**Goal of the exercise**
Convert the lines of the entries below into a Markdown table with a Row column numbering each line and a Line column holding its text, skipping blank lines. Omit the pictures from the table.

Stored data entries

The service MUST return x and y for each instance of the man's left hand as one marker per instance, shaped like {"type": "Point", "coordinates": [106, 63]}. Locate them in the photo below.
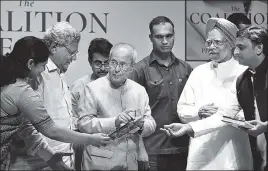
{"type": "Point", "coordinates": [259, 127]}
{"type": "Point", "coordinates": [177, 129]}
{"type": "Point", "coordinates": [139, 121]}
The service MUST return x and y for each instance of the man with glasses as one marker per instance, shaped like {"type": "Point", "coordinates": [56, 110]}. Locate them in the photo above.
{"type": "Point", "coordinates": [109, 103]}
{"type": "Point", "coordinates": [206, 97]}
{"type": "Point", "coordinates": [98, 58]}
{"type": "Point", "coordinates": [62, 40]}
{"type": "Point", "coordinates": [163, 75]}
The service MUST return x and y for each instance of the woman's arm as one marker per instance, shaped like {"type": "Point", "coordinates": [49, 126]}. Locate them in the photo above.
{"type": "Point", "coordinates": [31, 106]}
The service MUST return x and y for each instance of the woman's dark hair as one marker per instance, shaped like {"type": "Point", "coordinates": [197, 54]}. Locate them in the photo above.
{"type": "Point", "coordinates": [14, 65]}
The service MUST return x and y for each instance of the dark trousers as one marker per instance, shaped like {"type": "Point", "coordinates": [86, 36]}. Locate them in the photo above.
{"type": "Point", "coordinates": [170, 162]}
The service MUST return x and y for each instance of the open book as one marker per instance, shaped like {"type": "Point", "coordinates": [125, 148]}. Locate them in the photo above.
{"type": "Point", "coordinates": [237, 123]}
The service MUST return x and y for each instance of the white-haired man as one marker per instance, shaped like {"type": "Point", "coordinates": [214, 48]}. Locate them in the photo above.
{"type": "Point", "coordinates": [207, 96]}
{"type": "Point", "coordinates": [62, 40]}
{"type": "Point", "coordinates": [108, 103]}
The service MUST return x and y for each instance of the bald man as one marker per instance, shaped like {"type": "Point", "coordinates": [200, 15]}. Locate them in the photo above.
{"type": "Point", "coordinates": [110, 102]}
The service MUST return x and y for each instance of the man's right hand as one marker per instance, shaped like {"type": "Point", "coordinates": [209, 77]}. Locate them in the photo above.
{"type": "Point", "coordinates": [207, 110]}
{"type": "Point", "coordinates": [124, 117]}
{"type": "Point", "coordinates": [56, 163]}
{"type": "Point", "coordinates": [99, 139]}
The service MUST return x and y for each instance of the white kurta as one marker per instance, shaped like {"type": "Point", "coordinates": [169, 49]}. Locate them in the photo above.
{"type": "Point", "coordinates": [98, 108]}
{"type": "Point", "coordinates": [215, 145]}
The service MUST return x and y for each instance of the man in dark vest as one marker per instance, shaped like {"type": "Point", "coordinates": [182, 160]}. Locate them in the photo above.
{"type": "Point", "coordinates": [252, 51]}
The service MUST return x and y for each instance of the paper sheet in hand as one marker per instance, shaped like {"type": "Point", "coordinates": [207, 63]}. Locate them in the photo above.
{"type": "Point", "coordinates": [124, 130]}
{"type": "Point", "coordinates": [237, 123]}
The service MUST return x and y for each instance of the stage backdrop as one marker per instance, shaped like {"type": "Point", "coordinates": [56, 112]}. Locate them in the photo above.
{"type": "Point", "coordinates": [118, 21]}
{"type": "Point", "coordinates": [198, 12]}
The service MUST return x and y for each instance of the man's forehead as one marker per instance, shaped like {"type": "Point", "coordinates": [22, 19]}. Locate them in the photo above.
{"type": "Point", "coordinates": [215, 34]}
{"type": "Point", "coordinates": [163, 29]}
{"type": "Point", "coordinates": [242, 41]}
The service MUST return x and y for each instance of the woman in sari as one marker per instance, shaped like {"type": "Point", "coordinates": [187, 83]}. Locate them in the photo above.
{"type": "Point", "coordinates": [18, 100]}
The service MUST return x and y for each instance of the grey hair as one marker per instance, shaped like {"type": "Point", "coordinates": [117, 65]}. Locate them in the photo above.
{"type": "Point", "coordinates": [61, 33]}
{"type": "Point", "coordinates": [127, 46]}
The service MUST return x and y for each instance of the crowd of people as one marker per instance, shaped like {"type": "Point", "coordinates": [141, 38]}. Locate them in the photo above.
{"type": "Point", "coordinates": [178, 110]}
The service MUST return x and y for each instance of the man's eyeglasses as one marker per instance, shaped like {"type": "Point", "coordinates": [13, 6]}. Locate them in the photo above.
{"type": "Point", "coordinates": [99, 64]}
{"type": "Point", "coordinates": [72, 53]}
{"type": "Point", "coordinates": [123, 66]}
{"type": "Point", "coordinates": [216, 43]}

**Task output**
| Row | Line |
|---|---|
| 1 | The service MUST return x and y for each instance of the man's left hand as one marker per instance, shaped like {"type": "Point", "coordinates": [106, 63]}. Locate them in the photo below. |
| 2 | {"type": "Point", "coordinates": [259, 127]} |
| 3 | {"type": "Point", "coordinates": [177, 129]} |
| 4 | {"type": "Point", "coordinates": [139, 121]} |
| 5 | The service MUST return x and y for each instance of the man with glasses as one marker per instance, shaped like {"type": "Point", "coordinates": [56, 110]}. Locate them in the photo above. |
| 6 | {"type": "Point", "coordinates": [109, 103]} |
| 7 | {"type": "Point", "coordinates": [206, 97]} |
| 8 | {"type": "Point", "coordinates": [98, 58]} |
| 9 | {"type": "Point", "coordinates": [62, 40]} |
| 10 | {"type": "Point", "coordinates": [163, 75]} |
| 11 | The service MUST return x and y for each instance of the woman's arm as one marker per instance, shaped like {"type": "Point", "coordinates": [49, 126]}. Locate them in the photo above. |
| 12 | {"type": "Point", "coordinates": [31, 106]} |
| 13 | The service MUST return x and y for each instance of the woman's dark hair as one marker per instance, shaped like {"type": "Point", "coordinates": [197, 54]}. Locate them in the photo above. |
| 14 | {"type": "Point", "coordinates": [14, 65]} |
| 15 | The service MUST return x and y for each instance of the dark trousers as one marker per instance, shaped like {"type": "Point", "coordinates": [86, 36]}. Locate them in the photo above. |
| 16 | {"type": "Point", "coordinates": [170, 162]} |
| 17 | The service MUST return x and y for each instance of the open book as one marker per instance, shaped like {"type": "Point", "coordinates": [125, 148]}. Locate them in the photo above. |
| 18 | {"type": "Point", "coordinates": [237, 123]} |
| 19 | The service MUST return x and y for each instance of the white-haired man as one marker per instance, shaped like {"type": "Point", "coordinates": [214, 48]}. Locate them in the photo above. |
| 20 | {"type": "Point", "coordinates": [207, 96]} |
| 21 | {"type": "Point", "coordinates": [62, 40]} |
| 22 | {"type": "Point", "coordinates": [108, 103]} |
| 23 | The service MUST return x and y for each instance of the bald man as one marker per instance, shaped like {"type": "Point", "coordinates": [200, 15]}. Locate them in the photo above. |
| 24 | {"type": "Point", "coordinates": [110, 102]} |
| 25 | The service MUST return x and y for each instance of the man's right hand as one marker per instance, shaped like {"type": "Point", "coordinates": [209, 77]}. Locate them in the photo above. |
| 26 | {"type": "Point", "coordinates": [207, 110]} |
| 27 | {"type": "Point", "coordinates": [124, 117]} |
| 28 | {"type": "Point", "coordinates": [56, 163]} |
| 29 | {"type": "Point", "coordinates": [99, 139]} |
| 30 | The service MUST return x and y for each instance of the white kurta as one marker per instance, shaped like {"type": "Point", "coordinates": [169, 49]}. Locate them in the photo above. |
| 31 | {"type": "Point", "coordinates": [98, 108]} |
| 32 | {"type": "Point", "coordinates": [215, 145]} |
| 33 | The service MUST return x and y for each instance of the man in dark vest as one marker per instance, shaped like {"type": "Point", "coordinates": [182, 160]}. Locate them in the photo above. |
| 34 | {"type": "Point", "coordinates": [252, 51]} |
| 35 | The service MUST return x and y for each instance of the paper sheet in hand as one marker per instance, shaped like {"type": "Point", "coordinates": [207, 63]}. Locate them in the photo above. |
| 36 | {"type": "Point", "coordinates": [124, 130]} |
| 37 | {"type": "Point", "coordinates": [237, 123]} |
| 38 | The service MUST return x and y for each instance of the stage backdrop as one marker per instance, shaped like {"type": "Point", "coordinates": [56, 112]}. Locate them in the photo above. |
| 39 | {"type": "Point", "coordinates": [118, 21]} |
| 40 | {"type": "Point", "coordinates": [198, 12]} |
| 41 | The service MUST return x and y for each instance of the man's forehead as one marker per instance, shaped like {"type": "Point", "coordinates": [22, 19]}. Locate them in the photo above. |
| 42 | {"type": "Point", "coordinates": [215, 34]} |
| 43 | {"type": "Point", "coordinates": [163, 29]} |
| 44 | {"type": "Point", "coordinates": [242, 41]} |
| 45 | The service MUST return x and y for each instance of the woman in sari as one marker per instance, shaped like {"type": "Point", "coordinates": [187, 83]}. Locate them in the photo above. |
| 46 | {"type": "Point", "coordinates": [18, 100]} |
| 47 | The service MUST return x and y for each instance of the grey hair as one marker per instance, shaped like {"type": "Point", "coordinates": [117, 65]}. Locate them in the photo above. |
| 48 | {"type": "Point", "coordinates": [61, 33]} |
| 49 | {"type": "Point", "coordinates": [127, 46]} |
| 50 | The service MUST return x and y for each instance of the crowd of people as one marker per instance, shaped like {"type": "Point", "coordinates": [141, 38]}. Locate them in the photo above. |
| 51 | {"type": "Point", "coordinates": [178, 110]} |
| 52 | The service MUST return x and y for each instance of the man's eyeglasses as one marker per instance, shaped like {"type": "Point", "coordinates": [13, 6]}. Locate them in the photo above. |
| 53 | {"type": "Point", "coordinates": [99, 64]} |
| 54 | {"type": "Point", "coordinates": [72, 53]} |
| 55 | {"type": "Point", "coordinates": [123, 66]} |
| 56 | {"type": "Point", "coordinates": [216, 43]} |